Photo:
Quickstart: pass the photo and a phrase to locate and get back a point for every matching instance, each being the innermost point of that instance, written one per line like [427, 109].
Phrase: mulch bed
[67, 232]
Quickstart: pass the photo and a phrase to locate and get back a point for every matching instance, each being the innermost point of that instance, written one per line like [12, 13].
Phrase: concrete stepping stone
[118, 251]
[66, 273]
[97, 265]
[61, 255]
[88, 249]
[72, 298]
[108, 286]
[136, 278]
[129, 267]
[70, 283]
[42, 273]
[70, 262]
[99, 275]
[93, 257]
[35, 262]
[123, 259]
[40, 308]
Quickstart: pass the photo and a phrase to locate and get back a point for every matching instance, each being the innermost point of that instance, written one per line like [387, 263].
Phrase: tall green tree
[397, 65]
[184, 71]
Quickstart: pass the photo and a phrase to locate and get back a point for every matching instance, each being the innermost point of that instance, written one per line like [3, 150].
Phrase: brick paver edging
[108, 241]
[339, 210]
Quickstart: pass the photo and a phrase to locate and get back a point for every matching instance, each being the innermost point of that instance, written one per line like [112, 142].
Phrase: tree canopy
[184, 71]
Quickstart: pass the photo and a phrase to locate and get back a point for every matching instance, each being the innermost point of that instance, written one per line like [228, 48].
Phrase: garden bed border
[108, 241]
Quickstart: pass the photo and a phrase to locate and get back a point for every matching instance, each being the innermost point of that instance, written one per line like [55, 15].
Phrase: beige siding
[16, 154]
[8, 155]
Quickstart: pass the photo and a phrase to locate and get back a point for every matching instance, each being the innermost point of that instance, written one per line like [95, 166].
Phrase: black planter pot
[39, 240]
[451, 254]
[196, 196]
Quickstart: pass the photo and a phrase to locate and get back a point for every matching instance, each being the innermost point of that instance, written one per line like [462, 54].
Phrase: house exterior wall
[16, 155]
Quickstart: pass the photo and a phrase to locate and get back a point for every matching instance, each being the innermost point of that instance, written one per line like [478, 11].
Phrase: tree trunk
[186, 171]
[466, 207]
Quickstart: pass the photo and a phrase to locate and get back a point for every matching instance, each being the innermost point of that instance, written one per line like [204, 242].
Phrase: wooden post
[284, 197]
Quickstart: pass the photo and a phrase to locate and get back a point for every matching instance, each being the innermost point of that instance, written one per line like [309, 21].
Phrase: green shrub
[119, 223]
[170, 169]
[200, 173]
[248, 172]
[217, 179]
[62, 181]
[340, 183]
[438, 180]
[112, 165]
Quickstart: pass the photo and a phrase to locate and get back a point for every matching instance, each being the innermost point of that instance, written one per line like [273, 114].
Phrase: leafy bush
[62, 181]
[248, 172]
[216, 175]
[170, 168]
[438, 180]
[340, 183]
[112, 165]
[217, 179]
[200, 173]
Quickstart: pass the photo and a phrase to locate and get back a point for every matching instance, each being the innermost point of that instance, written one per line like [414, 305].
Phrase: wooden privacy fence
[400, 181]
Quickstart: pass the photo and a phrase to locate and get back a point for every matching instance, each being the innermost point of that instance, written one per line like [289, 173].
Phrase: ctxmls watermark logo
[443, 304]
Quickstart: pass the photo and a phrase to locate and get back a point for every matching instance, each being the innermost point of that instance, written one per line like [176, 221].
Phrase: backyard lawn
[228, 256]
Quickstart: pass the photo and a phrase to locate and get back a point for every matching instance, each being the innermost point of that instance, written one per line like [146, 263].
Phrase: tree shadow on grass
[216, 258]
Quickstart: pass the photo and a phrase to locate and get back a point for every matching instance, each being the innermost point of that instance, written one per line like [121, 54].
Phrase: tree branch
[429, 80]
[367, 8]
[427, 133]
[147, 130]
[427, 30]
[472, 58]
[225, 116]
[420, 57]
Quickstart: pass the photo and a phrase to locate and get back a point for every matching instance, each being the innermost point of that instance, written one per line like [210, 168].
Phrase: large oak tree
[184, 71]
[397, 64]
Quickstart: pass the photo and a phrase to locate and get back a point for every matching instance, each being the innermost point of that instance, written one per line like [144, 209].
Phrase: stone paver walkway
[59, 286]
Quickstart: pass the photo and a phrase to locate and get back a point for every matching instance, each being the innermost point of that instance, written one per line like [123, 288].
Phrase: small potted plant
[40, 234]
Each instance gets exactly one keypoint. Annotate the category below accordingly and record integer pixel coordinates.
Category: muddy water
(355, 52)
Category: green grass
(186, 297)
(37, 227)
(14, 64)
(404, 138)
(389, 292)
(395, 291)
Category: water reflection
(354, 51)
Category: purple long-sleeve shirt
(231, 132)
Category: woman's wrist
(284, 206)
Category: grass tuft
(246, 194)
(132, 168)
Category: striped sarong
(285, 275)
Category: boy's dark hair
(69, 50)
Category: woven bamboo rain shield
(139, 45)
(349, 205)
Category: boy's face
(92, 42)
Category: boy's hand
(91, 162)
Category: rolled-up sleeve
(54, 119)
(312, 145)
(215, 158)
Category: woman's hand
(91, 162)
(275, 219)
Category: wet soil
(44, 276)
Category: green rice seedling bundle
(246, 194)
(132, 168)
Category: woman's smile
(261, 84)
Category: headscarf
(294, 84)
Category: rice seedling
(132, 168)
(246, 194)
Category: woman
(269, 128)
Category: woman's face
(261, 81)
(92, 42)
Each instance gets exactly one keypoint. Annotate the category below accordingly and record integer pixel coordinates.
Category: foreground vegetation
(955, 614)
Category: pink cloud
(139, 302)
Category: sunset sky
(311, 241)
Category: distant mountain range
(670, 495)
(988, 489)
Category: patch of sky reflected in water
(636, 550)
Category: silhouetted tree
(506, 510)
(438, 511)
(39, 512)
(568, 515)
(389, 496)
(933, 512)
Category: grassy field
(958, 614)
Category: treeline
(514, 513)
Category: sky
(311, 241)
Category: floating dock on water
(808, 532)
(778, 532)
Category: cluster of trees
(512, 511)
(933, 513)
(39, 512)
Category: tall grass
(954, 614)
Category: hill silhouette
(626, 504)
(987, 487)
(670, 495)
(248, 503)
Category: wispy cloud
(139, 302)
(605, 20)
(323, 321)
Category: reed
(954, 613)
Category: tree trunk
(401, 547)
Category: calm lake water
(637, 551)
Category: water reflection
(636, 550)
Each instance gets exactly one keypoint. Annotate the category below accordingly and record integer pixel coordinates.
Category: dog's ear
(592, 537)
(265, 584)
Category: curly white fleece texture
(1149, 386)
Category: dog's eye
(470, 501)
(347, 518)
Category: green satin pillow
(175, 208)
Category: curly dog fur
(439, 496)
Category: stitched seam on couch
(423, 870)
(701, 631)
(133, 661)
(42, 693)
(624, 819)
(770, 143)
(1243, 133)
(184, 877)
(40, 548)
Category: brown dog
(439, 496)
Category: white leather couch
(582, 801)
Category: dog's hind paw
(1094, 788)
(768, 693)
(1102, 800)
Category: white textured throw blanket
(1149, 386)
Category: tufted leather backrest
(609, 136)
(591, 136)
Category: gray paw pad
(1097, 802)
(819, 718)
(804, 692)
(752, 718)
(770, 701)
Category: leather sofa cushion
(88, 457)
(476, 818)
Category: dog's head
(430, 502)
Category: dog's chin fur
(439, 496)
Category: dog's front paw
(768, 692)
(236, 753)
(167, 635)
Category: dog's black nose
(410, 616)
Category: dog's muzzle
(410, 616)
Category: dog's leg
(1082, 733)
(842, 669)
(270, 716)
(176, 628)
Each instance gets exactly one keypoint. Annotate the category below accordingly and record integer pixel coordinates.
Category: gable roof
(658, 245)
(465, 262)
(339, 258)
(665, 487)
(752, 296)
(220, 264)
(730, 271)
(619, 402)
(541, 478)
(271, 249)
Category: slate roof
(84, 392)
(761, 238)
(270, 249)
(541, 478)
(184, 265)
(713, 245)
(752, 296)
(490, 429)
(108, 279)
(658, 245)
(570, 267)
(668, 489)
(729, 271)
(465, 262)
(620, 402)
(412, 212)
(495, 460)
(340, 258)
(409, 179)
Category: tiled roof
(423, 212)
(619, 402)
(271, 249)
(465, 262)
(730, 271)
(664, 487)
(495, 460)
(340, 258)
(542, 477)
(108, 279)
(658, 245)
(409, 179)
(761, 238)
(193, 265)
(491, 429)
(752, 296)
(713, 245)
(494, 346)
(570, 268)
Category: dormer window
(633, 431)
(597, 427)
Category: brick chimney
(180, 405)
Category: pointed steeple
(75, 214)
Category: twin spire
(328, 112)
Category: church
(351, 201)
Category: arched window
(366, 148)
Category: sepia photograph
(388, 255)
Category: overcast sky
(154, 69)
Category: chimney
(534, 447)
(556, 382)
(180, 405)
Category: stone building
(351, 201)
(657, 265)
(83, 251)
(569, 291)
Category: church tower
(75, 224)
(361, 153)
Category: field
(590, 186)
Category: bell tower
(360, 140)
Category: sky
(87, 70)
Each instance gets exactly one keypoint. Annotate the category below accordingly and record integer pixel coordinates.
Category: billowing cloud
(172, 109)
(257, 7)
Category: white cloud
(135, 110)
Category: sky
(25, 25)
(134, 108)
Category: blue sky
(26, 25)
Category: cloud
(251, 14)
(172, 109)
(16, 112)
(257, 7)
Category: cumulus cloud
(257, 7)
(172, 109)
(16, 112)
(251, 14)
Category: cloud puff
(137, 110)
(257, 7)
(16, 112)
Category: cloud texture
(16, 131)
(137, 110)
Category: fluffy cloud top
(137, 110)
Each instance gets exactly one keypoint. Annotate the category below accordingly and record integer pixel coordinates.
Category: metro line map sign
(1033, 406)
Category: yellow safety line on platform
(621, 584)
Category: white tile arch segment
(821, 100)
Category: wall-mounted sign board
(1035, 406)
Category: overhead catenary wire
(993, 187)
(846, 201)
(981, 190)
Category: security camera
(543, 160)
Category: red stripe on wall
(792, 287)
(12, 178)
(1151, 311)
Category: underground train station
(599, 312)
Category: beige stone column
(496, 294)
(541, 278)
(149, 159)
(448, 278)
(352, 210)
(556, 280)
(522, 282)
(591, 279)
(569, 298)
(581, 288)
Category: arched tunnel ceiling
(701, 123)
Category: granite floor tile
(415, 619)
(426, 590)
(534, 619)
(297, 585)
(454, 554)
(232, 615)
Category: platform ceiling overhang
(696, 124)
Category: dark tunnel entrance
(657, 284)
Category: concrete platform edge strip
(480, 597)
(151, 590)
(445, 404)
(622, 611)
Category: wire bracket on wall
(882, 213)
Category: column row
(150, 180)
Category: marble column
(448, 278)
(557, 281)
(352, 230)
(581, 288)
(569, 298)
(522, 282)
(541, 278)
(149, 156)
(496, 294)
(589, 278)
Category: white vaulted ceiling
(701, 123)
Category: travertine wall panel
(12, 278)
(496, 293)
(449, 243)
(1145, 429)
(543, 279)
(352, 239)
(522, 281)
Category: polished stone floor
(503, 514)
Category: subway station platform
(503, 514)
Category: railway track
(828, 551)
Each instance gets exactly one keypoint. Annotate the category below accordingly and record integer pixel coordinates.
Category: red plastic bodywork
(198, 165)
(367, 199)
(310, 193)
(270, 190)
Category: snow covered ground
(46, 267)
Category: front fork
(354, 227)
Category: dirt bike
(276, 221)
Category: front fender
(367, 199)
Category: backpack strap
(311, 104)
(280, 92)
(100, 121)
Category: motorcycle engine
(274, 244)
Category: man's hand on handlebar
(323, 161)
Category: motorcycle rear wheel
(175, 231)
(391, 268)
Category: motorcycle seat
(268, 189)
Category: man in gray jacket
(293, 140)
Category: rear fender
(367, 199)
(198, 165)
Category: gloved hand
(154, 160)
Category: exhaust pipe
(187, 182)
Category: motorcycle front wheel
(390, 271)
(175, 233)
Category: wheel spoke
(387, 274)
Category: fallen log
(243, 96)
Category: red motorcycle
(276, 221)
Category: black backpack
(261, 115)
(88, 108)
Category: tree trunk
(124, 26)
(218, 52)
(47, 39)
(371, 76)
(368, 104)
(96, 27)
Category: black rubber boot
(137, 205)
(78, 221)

## What is required
If a line comes after the one containing "like [12, 13].", leave it out; set down every line of the data before it, and that line itself, exactly.

## Response to the task
Photo:
Quickstart: pass the photo and a phrase to locate and get back a point for every matching instance, each being the innermost point of that instance, written one per line like [427, 109].
Phrase: mulch bed
[67, 232]
Quickstart: pass the photo and a phrase to locate and get back a point for every matching instance, each being the innermost point of that instance, written one per line like [12, 13].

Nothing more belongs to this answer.